What this task involves
An exact transcription is needed, starting with the line that contains "# put a dot on each instance of the elderflower" and ending with the last line of the records.

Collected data
=== Begin Enclosure ===

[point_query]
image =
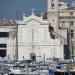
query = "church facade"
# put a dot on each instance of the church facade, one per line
(34, 37)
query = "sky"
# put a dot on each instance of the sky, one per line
(13, 9)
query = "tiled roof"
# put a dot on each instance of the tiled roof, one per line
(7, 22)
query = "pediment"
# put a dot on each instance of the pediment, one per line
(33, 20)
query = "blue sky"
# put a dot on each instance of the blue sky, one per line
(12, 9)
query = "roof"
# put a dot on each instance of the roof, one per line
(5, 22)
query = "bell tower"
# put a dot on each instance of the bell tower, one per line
(53, 14)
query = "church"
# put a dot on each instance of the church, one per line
(34, 39)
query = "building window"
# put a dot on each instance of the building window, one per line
(71, 23)
(71, 13)
(2, 52)
(4, 34)
(72, 33)
(52, 3)
(3, 46)
(63, 23)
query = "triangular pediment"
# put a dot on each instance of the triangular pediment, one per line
(33, 20)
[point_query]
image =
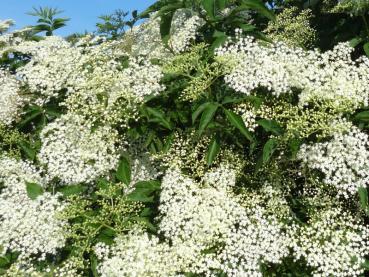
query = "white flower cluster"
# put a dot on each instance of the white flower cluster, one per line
(344, 160)
(333, 243)
(5, 25)
(248, 115)
(196, 217)
(184, 31)
(27, 226)
(10, 99)
(138, 255)
(331, 76)
(75, 153)
(53, 61)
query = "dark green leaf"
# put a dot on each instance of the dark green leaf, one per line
(165, 25)
(221, 4)
(258, 6)
(34, 190)
(366, 49)
(355, 41)
(294, 146)
(209, 6)
(207, 116)
(213, 151)
(271, 126)
(268, 149)
(362, 116)
(159, 117)
(237, 122)
(363, 195)
(199, 110)
(124, 171)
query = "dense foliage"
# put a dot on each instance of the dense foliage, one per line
(212, 138)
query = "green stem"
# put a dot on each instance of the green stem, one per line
(366, 25)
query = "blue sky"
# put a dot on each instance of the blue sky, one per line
(83, 13)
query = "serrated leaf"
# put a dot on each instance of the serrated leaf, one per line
(209, 6)
(237, 122)
(294, 146)
(221, 4)
(34, 190)
(258, 6)
(198, 111)
(366, 48)
(158, 117)
(363, 196)
(213, 151)
(268, 149)
(207, 116)
(123, 173)
(165, 26)
(271, 126)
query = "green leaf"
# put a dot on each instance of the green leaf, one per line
(28, 150)
(199, 110)
(140, 196)
(362, 116)
(363, 195)
(271, 126)
(237, 122)
(294, 146)
(72, 189)
(366, 49)
(268, 149)
(258, 6)
(94, 264)
(207, 116)
(29, 117)
(209, 6)
(158, 117)
(213, 151)
(124, 171)
(355, 41)
(219, 41)
(221, 4)
(165, 25)
(34, 190)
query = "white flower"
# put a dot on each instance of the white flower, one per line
(75, 153)
(344, 160)
(10, 100)
(28, 226)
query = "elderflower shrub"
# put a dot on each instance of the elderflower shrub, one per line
(106, 89)
(189, 154)
(343, 160)
(184, 31)
(30, 227)
(333, 243)
(331, 76)
(75, 151)
(210, 215)
(11, 101)
(292, 27)
(53, 60)
(137, 254)
(5, 25)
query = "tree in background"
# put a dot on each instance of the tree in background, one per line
(47, 21)
(114, 25)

=== End Enclosure ===

Finished exercise
# put a dot on each instance of the elderflower shrub, one per line
(106, 89)
(189, 154)
(343, 160)
(184, 31)
(30, 227)
(333, 243)
(331, 76)
(75, 151)
(210, 215)
(11, 101)
(292, 27)
(53, 60)
(137, 254)
(5, 25)
query = "tree in background"
# put a dot on each instance of the tree in background, one per line
(47, 21)
(114, 25)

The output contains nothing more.